===== Provided text =====

Framing a treatment effect
Over the last decade, there have been at least five meta-analyses that have addressed the impact of blended learning environments and its relationship to learning effectiveness (Zhao et al. 2005; Sitzmann et al. 2006; Bernard et al. 2009; Means et al. 2010, 2013; Bernard et al. 2014). Each of these studies has found small to moderate positive effect sizes in favor of blended learning when compared to fully online or traditional face-to-face environments. However, there are several considerations inherent in these studies that impact our understanding the generalizability of outcomes.
Dziuban and colleagues (Dziuban et al. 2015) analyzed the meta-analyses conducted by Means and her colleagues (Means et al. 2013; Means et al. 2010), concluding that their methods were impressive as evidenced by exhaustive study inclusion criteria and the use of scale-free effect size indices. The conclusion, in both papers, was that there was a modest difference in multiple outcome measures for courses featuring online modalities—in particular, blended courses. However, with blended learning especially, there are some concerns with these kinds of studies. First, the effect sizes are based on the linear hypothesis testing model with the underlying assumption that the treatment and the error terms are uncorrelated, indicating that there is nothing else going on in the blending that might confound the results. Although the blended learning articles (Means et al. 2010) were carefully vetted, the assumption of independence is tenuous at best so that these meta-analysis studies must be interpreted with extreme caution.
There is an additional concern with blended learning as well. Blends are not equivalent because of the manner on which they are configured. For instance, a careful reading of the sources used in the Means, et al. papers will identify, at minimum, the following blending techniques: laboratory assessments, online instruction, e-mail, class web sites, computer laboratories, mapping and scaffolding tools, computer clusters, interactive presentations and e-mail, handwriting capture, evidence-based practice, electronic portfolios, learning management systems, and virtual apparatuses. These are not equivalent ways in which to configure courses, and such nonequivalence constitutes the confounding we describe. We argue here that, in actuality, blended learning is a general construct in the form of a boundary object (Star and Griesemer 1989) rather than a treatment effect in the statistical sense. That is, an idea or concept that can support a community of practice, but is weakly defined fostering disagreement in the general group. Conversely, it is stronger in individual constituencies. For instance, content disciplines (i.e. education, rhetoric, optics, mathematics, and philosophy) formulate a more precise definition because of commonly embraced teaching and learning principles. Quite simply, the situation is more complicated than that, as Leonard Smith (2007) says after Tolstoy,
“All linear models resemble each other, each non nonlinear system is unique in its own way” (p. 33).

===== Rows =====

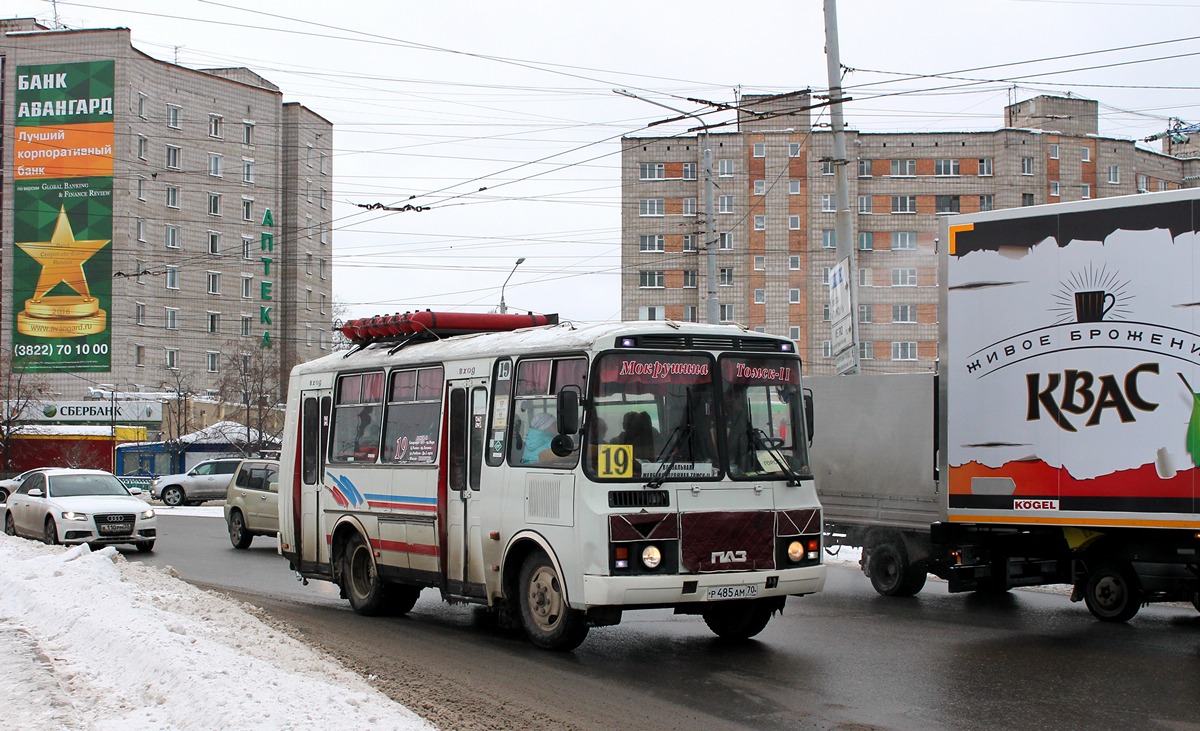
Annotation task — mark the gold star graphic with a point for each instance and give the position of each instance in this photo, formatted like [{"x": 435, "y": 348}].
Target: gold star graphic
[{"x": 63, "y": 258}]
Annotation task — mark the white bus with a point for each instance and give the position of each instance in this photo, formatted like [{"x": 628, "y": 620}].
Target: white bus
[{"x": 555, "y": 474}]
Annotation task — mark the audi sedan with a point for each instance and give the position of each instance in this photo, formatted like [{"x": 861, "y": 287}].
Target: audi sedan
[{"x": 79, "y": 507}]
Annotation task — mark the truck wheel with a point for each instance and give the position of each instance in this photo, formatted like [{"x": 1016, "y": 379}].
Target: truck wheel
[
  {"x": 891, "y": 573},
  {"x": 1113, "y": 592},
  {"x": 549, "y": 622},
  {"x": 360, "y": 579},
  {"x": 739, "y": 619}
]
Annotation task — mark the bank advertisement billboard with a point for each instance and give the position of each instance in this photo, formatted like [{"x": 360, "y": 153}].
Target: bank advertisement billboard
[{"x": 63, "y": 217}]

=====

In the blended learning text, what do the authors argue blended learning actually is, instead of a treatment effect in the statistical sense?

A general construct in the form of a boundary object.